Énoncé 1:
Affichez chaque ligne des données qui contient la chaîne « woman ». La casse compte.

Texte:

■ ■ ■ ■

C'est parti. Depuis le 6 janvier, les soldes d'hiver ont démarré dans les magasins et sur les sites marchands. La grande braderie durera en tout cinq semaines. Pendant cette période, les commerçants pourront écouler leurs stocks en ayant le droit de les revendre à perte, s'il le faut. Et les clients pourront profiter de bonnes affaires avec des rabais qui atteindront 50% d'entrée de jeu, claironnent certains professionnels. Car, paraît-il, les boutiques regorgent de vêtements d'hiver invendus à cause d'un automne particulièrement clément.
Pas sur pourtant que le rush tant annoncé ait lieu. En réalité, les ventes ne devraient pas être si mirobolantes que ça, sauf peut-être sur le Net. Les experts s'attendent plutôt à des soldes d'hiver en demi-teinte, comme ceux qui se sont déroulés cet été. C'est que, depuis quelques années, ce grand rendez-vous consumériste a perdu de son attrait. Plus besoin en effet d'attendre cette période pour profiter de réductions substantielles. Magasins d'usine, produits d'occasion, achats groupés ... les combines pour acheter malin toute l'année se sont multipliées. Le nec plus ultra consiste à participer à des «ventes privées», un phénomène amplifié par le commerce en ligne. Ainsi, dès le mois de novembre, des boutiques de mode ou des chaînes d'habillement invitent leurs meilleurs clients à bénéficier en avant première de rabais importants. Les soldes se banalisent, leur caractère «événementiel» s'efface.
Ce n'est pas tout. Depuis le 1er janvier 2009, sont arrivés dans les bagages de la loi de modernisation de l'économie (LME) les soldes «flottants». Le principe: en plus des deux périodes traditionnelles de cinq semaines (été et hiver), les commerçants peuvent organiser deux semaines de soldes par an aux dates de leur choix, une au printemps et une autre en automne par exemple. Les chaînes de textile et les grands magasins ne se sont pas privés d'utiliser ce nouveau dispositif mais en ordre dispersé.

■ ■ ■ ■

Énoncé 2:
Dans le texte sur les soldes, listez s'il vous plaît les éléments énumérés juste avant les mots « les combines pour acheter malin toute l'année ».

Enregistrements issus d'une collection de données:
■ ■ ■ ■

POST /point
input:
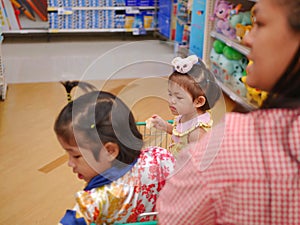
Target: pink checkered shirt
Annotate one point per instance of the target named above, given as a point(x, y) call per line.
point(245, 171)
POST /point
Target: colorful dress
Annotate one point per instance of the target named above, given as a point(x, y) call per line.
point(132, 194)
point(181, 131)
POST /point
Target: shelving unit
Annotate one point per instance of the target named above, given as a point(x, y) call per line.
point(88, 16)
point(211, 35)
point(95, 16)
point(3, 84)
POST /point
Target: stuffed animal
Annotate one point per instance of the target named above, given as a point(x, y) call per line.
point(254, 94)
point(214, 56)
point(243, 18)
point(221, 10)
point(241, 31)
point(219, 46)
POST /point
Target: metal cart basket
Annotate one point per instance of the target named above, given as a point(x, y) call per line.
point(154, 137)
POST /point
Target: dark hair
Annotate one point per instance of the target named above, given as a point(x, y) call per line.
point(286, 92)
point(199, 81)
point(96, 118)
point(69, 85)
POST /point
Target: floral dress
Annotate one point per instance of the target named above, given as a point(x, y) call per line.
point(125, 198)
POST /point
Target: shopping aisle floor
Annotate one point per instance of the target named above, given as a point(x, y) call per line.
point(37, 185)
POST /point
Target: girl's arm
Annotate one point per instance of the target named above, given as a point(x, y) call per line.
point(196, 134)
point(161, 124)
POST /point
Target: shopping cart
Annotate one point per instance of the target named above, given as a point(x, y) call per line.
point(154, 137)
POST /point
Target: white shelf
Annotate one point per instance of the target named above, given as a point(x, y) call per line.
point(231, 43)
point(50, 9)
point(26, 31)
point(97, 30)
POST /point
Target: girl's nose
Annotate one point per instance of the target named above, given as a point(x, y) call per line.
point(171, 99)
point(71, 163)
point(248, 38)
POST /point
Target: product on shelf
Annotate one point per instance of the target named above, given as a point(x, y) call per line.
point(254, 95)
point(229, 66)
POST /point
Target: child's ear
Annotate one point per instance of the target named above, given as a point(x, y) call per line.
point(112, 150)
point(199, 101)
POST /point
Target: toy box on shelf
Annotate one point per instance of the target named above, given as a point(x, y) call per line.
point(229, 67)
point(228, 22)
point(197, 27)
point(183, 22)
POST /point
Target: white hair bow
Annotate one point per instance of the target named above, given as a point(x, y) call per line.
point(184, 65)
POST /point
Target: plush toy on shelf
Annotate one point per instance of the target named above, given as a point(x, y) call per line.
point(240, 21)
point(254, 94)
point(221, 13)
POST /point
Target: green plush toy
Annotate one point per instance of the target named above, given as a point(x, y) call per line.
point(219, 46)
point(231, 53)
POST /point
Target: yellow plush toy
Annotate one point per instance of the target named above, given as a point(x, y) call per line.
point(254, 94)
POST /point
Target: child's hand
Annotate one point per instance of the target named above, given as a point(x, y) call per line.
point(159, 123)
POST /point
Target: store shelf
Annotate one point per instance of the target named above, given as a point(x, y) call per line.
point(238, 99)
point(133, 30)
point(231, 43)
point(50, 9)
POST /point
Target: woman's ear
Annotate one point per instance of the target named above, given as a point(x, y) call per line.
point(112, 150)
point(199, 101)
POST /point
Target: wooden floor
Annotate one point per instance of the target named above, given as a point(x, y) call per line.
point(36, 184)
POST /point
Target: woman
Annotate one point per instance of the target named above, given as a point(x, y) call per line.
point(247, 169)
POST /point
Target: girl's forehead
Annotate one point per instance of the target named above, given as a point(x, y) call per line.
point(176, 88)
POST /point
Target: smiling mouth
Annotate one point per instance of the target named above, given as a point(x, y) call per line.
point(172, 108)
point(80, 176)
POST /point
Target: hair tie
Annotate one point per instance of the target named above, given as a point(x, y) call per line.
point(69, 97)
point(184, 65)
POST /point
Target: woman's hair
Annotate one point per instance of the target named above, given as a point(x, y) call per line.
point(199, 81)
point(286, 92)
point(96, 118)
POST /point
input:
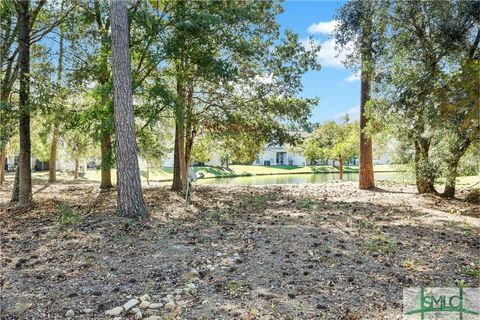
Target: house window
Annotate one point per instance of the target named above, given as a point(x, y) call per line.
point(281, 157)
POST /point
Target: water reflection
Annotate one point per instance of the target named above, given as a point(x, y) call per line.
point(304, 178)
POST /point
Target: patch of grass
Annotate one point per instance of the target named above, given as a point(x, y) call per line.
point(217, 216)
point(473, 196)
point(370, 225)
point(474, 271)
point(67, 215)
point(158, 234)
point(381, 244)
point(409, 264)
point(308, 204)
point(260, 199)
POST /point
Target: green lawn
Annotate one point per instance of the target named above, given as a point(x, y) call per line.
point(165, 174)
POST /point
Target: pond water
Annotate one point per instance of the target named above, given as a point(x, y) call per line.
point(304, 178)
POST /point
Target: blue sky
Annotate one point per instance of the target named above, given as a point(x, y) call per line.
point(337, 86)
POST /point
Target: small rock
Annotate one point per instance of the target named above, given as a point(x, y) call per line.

■ ■ ■ ■

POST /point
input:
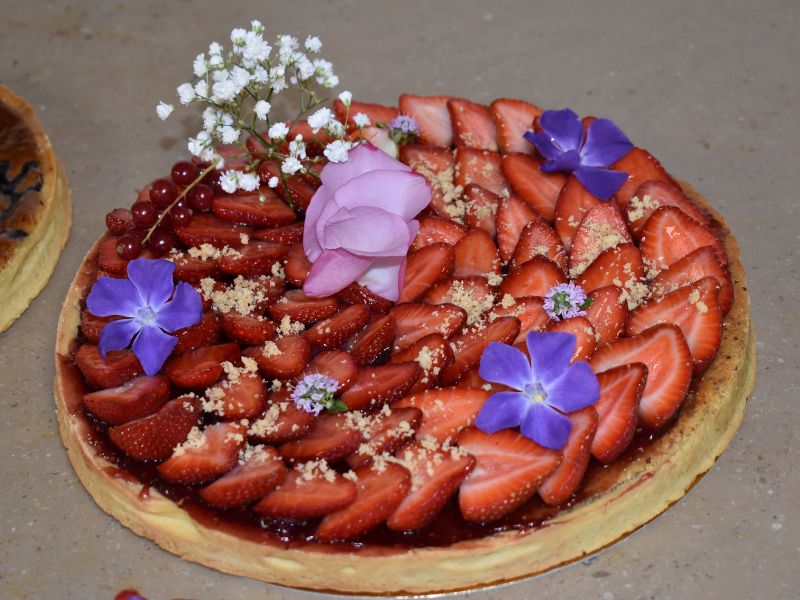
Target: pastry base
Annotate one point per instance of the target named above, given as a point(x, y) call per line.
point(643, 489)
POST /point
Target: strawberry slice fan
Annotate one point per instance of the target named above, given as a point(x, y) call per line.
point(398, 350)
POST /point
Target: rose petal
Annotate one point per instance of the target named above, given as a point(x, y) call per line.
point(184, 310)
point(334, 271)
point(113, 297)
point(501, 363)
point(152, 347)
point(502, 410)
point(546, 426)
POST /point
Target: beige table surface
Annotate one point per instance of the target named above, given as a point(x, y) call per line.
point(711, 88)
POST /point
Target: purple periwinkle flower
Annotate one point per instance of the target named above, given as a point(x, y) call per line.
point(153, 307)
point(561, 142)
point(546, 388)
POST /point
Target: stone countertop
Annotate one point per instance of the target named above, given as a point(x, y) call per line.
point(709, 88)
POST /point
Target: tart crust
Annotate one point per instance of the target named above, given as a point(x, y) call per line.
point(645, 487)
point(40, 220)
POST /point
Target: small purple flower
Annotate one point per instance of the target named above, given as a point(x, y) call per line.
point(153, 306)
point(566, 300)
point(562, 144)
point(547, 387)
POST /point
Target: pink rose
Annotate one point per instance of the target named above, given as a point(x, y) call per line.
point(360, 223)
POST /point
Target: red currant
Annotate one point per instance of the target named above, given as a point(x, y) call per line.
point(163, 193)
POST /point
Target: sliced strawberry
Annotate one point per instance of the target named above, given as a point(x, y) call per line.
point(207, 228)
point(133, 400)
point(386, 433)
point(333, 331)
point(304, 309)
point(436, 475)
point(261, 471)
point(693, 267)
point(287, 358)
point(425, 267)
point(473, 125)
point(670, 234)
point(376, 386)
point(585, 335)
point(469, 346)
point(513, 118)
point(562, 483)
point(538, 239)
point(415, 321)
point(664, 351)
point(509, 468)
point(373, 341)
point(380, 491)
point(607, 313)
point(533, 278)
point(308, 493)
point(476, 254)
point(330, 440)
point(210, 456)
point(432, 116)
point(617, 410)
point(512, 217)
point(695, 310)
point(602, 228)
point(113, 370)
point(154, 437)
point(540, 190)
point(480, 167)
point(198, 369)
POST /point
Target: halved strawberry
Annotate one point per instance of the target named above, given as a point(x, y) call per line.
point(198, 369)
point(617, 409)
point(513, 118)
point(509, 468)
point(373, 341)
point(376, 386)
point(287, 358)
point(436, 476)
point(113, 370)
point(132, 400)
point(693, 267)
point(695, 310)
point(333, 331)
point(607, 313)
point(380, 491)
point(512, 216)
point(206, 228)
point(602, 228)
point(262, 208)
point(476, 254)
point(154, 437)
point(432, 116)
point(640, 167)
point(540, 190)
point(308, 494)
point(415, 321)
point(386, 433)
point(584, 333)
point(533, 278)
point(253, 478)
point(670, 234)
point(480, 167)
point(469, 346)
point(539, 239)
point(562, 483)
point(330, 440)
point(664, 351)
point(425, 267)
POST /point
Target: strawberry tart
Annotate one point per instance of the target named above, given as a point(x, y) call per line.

■ ■ ■ ■

Solution 1:
Target: woman's ear
Target: woman
Target: woman's hair

Solution 2:
Magasins d'usine
Produits d'occasion
Achats groupés